- _PROVIDED MATERIAL_:

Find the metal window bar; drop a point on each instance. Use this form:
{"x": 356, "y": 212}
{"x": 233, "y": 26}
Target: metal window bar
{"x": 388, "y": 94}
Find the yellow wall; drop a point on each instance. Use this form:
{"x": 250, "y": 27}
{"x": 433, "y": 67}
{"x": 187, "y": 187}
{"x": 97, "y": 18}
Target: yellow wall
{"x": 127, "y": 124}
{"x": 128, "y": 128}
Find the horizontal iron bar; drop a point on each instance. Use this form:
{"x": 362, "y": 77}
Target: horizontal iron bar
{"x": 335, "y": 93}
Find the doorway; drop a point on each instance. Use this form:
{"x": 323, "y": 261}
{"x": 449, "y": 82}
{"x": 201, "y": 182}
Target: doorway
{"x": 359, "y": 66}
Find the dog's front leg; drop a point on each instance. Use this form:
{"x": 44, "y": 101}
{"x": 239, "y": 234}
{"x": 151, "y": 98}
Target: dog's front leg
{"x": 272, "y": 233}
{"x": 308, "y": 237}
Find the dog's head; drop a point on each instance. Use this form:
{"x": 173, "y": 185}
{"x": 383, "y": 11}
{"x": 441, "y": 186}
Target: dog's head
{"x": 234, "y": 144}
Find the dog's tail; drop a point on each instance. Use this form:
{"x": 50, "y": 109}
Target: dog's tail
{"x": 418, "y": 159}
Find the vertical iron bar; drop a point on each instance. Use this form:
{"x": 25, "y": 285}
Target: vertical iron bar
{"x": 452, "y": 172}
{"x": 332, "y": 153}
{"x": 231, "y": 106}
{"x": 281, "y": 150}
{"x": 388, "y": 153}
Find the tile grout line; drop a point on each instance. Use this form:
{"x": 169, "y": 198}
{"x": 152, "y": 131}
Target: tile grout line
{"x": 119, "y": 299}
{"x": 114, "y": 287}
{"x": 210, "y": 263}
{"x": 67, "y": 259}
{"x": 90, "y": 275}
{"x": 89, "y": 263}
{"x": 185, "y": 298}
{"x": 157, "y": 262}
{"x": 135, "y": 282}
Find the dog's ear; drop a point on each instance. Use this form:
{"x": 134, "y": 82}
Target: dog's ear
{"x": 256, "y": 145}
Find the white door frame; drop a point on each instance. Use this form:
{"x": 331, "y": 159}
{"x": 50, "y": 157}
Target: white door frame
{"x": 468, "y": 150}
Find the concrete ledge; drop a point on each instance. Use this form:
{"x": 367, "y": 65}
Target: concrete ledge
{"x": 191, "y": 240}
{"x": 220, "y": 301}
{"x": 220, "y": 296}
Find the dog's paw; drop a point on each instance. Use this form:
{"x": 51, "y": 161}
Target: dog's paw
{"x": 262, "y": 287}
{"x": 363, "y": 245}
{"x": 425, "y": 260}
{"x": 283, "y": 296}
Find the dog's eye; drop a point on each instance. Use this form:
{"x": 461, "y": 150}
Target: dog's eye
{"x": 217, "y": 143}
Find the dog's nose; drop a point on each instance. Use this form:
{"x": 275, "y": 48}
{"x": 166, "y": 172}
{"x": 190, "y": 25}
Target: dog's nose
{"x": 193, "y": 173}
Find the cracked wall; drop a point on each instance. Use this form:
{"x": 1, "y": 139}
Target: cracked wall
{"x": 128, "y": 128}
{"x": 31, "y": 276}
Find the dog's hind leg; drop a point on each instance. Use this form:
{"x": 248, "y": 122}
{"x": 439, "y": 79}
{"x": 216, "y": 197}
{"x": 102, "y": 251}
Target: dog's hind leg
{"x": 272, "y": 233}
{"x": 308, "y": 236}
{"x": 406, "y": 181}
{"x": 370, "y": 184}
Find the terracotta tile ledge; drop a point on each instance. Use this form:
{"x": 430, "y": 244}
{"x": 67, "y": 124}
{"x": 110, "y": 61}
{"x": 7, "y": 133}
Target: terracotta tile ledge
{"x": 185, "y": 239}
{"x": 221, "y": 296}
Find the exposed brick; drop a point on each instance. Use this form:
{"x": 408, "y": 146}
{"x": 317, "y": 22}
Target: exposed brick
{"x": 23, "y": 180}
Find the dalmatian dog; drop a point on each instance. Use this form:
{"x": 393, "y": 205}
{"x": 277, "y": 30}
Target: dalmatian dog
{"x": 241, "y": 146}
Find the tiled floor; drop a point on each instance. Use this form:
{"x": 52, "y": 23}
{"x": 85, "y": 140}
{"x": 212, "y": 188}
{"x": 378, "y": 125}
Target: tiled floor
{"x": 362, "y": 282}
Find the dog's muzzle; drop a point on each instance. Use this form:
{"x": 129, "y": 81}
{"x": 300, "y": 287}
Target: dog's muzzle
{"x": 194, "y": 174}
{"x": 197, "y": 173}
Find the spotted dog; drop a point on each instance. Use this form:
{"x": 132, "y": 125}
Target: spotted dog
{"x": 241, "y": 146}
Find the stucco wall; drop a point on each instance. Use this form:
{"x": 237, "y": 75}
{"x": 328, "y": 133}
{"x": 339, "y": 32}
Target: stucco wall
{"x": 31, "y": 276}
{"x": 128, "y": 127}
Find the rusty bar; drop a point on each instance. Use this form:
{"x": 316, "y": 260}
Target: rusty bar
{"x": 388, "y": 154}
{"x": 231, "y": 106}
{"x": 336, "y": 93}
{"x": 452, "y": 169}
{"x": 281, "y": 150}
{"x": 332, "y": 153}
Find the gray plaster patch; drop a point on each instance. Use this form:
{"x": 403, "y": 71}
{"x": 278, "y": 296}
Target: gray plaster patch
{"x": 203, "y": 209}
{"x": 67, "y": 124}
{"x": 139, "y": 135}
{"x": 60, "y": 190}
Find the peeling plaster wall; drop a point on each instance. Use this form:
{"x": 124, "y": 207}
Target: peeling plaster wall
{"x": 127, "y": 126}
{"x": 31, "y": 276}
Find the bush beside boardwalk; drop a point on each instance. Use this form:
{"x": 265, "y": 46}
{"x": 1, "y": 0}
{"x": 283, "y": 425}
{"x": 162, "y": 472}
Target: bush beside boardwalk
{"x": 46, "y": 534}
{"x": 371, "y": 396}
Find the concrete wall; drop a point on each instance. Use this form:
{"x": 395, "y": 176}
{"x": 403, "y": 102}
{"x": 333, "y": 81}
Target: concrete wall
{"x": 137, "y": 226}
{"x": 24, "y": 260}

- _SHORT EXERCISE_: Copy the rows word for word, starting at the line with "Find the bush" and continuing through the final line of the rows.

- _COMPLETE OUTPUT_:
Find the bush beside boardwalk; drop a point on each instance. Use this form:
{"x": 265, "y": 46}
{"x": 1, "y": 0}
{"x": 283, "y": 425}
{"x": 162, "y": 472}
Target: bush beside boardwalk
{"x": 46, "y": 534}
{"x": 371, "y": 396}
Find the concrete wall; drop a point on each instance. Use this form:
{"x": 395, "y": 176}
{"x": 403, "y": 102}
{"x": 333, "y": 81}
Target: concrete wall
{"x": 137, "y": 226}
{"x": 24, "y": 260}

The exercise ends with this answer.